*Required action*
Copy each record exactly as it reads, leaving out any pictures it holds.
Content starts
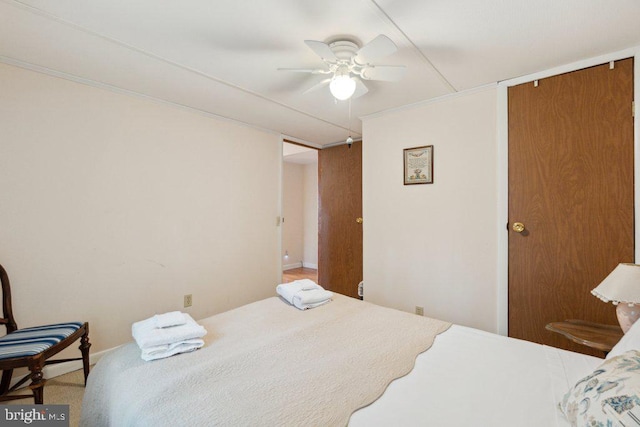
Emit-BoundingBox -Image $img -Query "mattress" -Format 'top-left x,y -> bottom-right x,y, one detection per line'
350,324 -> 602,426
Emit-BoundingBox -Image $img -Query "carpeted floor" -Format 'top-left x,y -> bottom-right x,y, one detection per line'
0,369 -> 86,427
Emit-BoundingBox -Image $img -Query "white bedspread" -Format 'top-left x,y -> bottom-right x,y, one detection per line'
350,324 -> 602,426
81,294 -> 449,427
81,295 -> 602,427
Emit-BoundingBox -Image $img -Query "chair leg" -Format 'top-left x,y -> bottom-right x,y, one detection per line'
80,328 -> 91,385
28,367 -> 44,405
0,369 -> 13,395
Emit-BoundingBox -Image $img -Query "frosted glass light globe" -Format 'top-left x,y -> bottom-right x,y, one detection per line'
329,75 -> 356,100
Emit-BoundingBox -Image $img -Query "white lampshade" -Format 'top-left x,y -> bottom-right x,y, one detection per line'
591,263 -> 640,305
329,75 -> 356,100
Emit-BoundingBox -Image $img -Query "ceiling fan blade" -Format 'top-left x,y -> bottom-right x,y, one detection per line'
303,78 -> 331,95
354,35 -> 397,65
304,40 -> 337,61
277,67 -> 329,74
361,65 -> 407,82
352,78 -> 369,99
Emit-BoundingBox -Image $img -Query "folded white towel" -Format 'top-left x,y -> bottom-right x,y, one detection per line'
140,339 -> 205,362
293,289 -> 334,305
132,313 -> 207,349
292,279 -> 319,289
292,297 -> 332,311
276,280 -> 332,310
276,280 -> 320,305
153,311 -> 187,329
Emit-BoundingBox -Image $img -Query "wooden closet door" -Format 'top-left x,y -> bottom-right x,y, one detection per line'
508,59 -> 634,355
318,141 -> 363,298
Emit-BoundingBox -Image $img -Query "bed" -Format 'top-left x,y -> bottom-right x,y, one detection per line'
80,294 -> 640,426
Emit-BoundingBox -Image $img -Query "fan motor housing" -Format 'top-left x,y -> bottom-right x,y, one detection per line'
328,40 -> 359,61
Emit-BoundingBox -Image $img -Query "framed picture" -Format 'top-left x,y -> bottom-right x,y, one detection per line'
403,145 -> 433,185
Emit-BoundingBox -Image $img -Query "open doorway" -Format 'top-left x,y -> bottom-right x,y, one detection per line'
282,142 -> 318,283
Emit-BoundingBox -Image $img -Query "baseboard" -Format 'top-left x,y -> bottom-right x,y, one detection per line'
283,262 -> 303,271
283,262 -> 317,271
44,346 -> 119,378
9,346 -> 122,389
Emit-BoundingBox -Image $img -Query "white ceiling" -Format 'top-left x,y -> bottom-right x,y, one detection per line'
2,0 -> 640,147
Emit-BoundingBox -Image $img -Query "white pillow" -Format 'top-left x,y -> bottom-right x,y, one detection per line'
559,350 -> 640,426
607,318 -> 640,359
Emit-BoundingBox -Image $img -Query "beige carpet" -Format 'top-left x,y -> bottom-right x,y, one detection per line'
0,368 -> 86,427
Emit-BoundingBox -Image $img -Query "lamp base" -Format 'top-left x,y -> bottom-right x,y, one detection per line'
616,304 -> 640,333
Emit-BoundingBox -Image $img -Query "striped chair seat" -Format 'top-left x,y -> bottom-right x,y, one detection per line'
0,322 -> 84,360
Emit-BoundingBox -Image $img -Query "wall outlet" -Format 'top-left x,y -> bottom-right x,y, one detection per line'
415,306 -> 424,316
184,294 -> 193,308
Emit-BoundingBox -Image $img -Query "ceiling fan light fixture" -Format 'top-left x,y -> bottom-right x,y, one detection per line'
329,74 -> 356,100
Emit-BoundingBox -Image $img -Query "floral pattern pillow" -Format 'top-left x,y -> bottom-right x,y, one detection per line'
559,350 -> 640,427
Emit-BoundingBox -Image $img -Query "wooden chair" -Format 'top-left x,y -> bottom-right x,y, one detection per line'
0,263 -> 90,404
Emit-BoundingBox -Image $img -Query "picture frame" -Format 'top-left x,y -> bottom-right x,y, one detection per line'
403,145 -> 433,185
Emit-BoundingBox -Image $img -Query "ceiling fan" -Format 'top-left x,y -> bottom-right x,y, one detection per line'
278,34 -> 407,101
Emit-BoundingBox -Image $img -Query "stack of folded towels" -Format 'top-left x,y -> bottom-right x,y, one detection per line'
276,279 -> 333,310
132,311 -> 207,362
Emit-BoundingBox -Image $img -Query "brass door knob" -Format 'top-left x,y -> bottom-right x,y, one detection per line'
512,222 -> 525,233
356,217 -> 363,224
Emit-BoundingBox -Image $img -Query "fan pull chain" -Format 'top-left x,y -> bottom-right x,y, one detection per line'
347,98 -> 353,148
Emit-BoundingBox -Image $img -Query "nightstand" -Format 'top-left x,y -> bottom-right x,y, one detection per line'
545,319 -> 623,353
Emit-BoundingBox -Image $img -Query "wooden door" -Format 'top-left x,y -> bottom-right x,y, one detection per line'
318,141 -> 363,298
508,59 -> 634,355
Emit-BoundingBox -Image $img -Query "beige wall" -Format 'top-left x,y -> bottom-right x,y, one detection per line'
282,162 -> 304,269
362,87 -> 499,333
302,163 -> 318,268
282,160 -> 318,270
0,63 -> 281,354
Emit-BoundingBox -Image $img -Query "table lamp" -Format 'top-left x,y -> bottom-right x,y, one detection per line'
591,263 -> 640,333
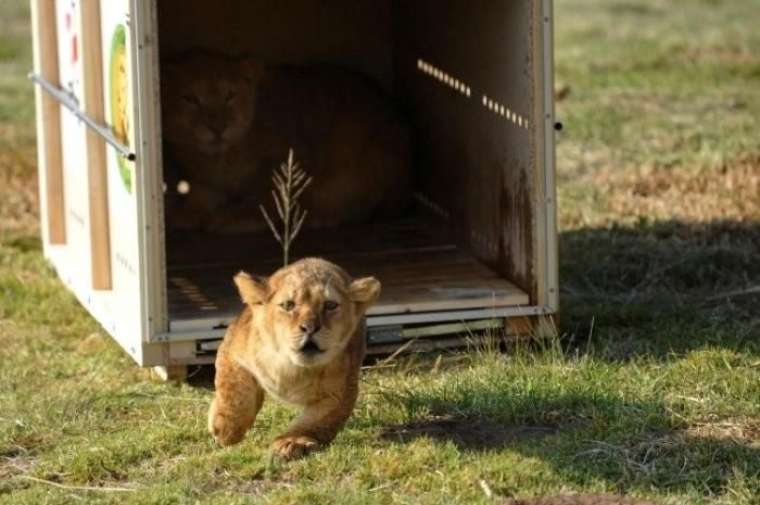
Content ends
*Task output*
Emit-BoundingBox -Image $img -Query "mattress" -Format 'top-left x,y -> bottom-right x,y, one detection per line'
350,324 -> 602,426
Emit-BoundingBox -Image $img -Query "carpeted floor" -Format 'top-left x,y -> bottom-right x,y, one detection per line'
0,369 -> 86,427
Emit-BoundingBox -Image $img -Query "white bedspread" -Format 'top-left x,y -> bottom-right x,y, one detection per line'
350,324 -> 602,426
81,294 -> 449,427
81,295 -> 602,427
Emit-BoundingBox -Image $img -Query "chair leg" -Format 'top-left x,y -> bottom-right x,y, one detection per line'
80,328 -> 91,385
28,367 -> 44,405
0,369 -> 13,395
Emit-BoundingBox -Image $img -Query "frosted glass light globe" -Format 'top-left x,y -> bottom-right x,y, one detection per line'
329,75 -> 356,100
Emit-BoundingBox -Image $img -Query "white lampshade" -Format 'top-left x,y -> bottom-right x,y, one detection per line'
591,263 -> 640,305
329,75 -> 356,100
Emit-BoundingBox -Image $img -Query "ceiling fan blade" -Format 'top-left x,y -> bottom-right x,y, one detection per line'
303,78 -> 331,95
354,35 -> 397,65
304,40 -> 337,61
277,67 -> 329,74
361,65 -> 407,82
352,78 -> 369,99
Emit-BoundingBox -Image $img -Query "folded white towel" -Format 'top-left x,y -> bottom-right x,y, one detection per line'
140,339 -> 205,362
293,289 -> 334,305
132,313 -> 207,349
292,279 -> 319,289
292,297 -> 332,311
276,280 -> 332,310
276,280 -> 320,305
153,311 -> 187,329
Emit-BoundingBox -Image $img -Query "wooden closet door" -Format 'top-left x,y -> bottom-right x,y, one detection per line'
508,59 -> 634,355
318,141 -> 363,298
Emit-BoundingBox -Image $img -Query "bed" -Format 'top-left x,y -> bottom-right x,y, one detection per line'
80,294 -> 640,426
Emit-BoundingBox -Image $img -Query "fan motor housing" -Format 'top-left x,y -> bottom-right x,y, one detection per line'
328,40 -> 359,61
Emit-BoundingBox -Image $img -Query "framed picture" -Format 'top-left x,y -> bottom-right x,y, one detection per line'
403,145 -> 433,185
Emit-BoundingBox -Image $img -Query "open doorway" -Format 'top-left x,y -> bottom-right x,y, one detection per line'
282,142 -> 318,283
Emit-BoundingBox -Image $img -Query "baseboard" -Format 'top-left x,y -> bottom-right x,y, one detection per line'
283,262 -> 303,271
283,262 -> 317,271
44,346 -> 119,378
9,346 -> 122,389
Emit-BoundingBox -Image $img -Query "white ceiling" -Format 'top-left x,y -> bottom-right x,y, one detection per line'
2,0 -> 640,147
Emit-BoundingBox -Image $img -Query "white pillow" -Format 'top-left x,y -> bottom-right x,y, one detection per line'
559,350 -> 640,426
607,318 -> 640,359
Emit-BoundingBox -Image $img -Query "beige carpet" -Format 'top-left x,y -> bottom-right x,y, one detection per line'
0,368 -> 86,427
Emit-BoundingBox -Image $img -Query "lamp base" -Format 'top-left x,y -> bottom-right x,y, one detection per line'
616,304 -> 640,333
Emit-BoundingBox -Image $img -Query "striped chair seat" -Format 'top-left x,y -> bottom-right x,y, one detection per line'
0,322 -> 84,360
Emit-BoundingBox -Image $img -Query "wall outlet" -Format 'top-left x,y -> bottom-right x,y, one detection per line'
415,306 -> 424,316
184,294 -> 193,308
Emit-BoundingBox -Image $img -Query "ceiling fan light fixture" -Format 'top-left x,y -> bottom-right x,y, one detection per line'
329,74 -> 356,100
Emit-BoundingBox -Image $img -Query "floral pattern pillow" -Format 'top-left x,y -> bottom-right x,y, one detection per line'
559,350 -> 640,427
Emit-BoundingBox -Image $img -Query "wooden chair" -Format 'top-left x,y -> bottom-right x,y, one detection per line'
0,263 -> 90,404
Emit-BoundingBox -Image $img -Query "picture frame" -Format 'top-left x,y -> bottom-right x,y, one detection per line'
403,145 -> 433,185
Emit-BoundingBox -Image $img -Query "ceiling fan" -Format 'top-left x,y -> bottom-right x,y, one detection per line'
278,34 -> 407,101
Emit-BoundingBox -Image $img -Query "stack of folded towels" -Format 'top-left x,y -> bottom-right x,y, one detection per line'
276,279 -> 333,310
132,311 -> 207,362
Emit-BoundingBox -Image $img -Query "brass door knob" -Format 'top-left x,y -> bottom-right x,y, one detection per line'
512,222 -> 525,233
356,217 -> 363,224
Emit-BoundingBox -Image $img -Query "fan pull chain" -Format 'top-left x,y -> bottom-right x,y, one detection per line'
347,98 -> 353,148
Emit-BoundingBox -Image $img -Query "nightstand" -Format 'top-left x,y -> bottom-right x,y, one detection per line'
545,319 -> 623,353
Emit-BoundingBox -Image $img -Query "wooden door" -Format 'top-left x,y -> bottom-right x,y, one detection per line'
318,141 -> 363,298
508,59 -> 634,355
Emit-BoundingBox -Image $img -Query "beige wall" -Format 'top-left x,y -> bottom-right x,y, one detection per line'
282,162 -> 304,269
362,87 -> 499,333
302,163 -> 318,268
282,160 -> 318,270
0,63 -> 281,354
Emit-BoundingBox -Image $img -Query "table lamp" -Format 'top-left x,y -> bottom-right x,y, one detection per line'
591,263 -> 640,333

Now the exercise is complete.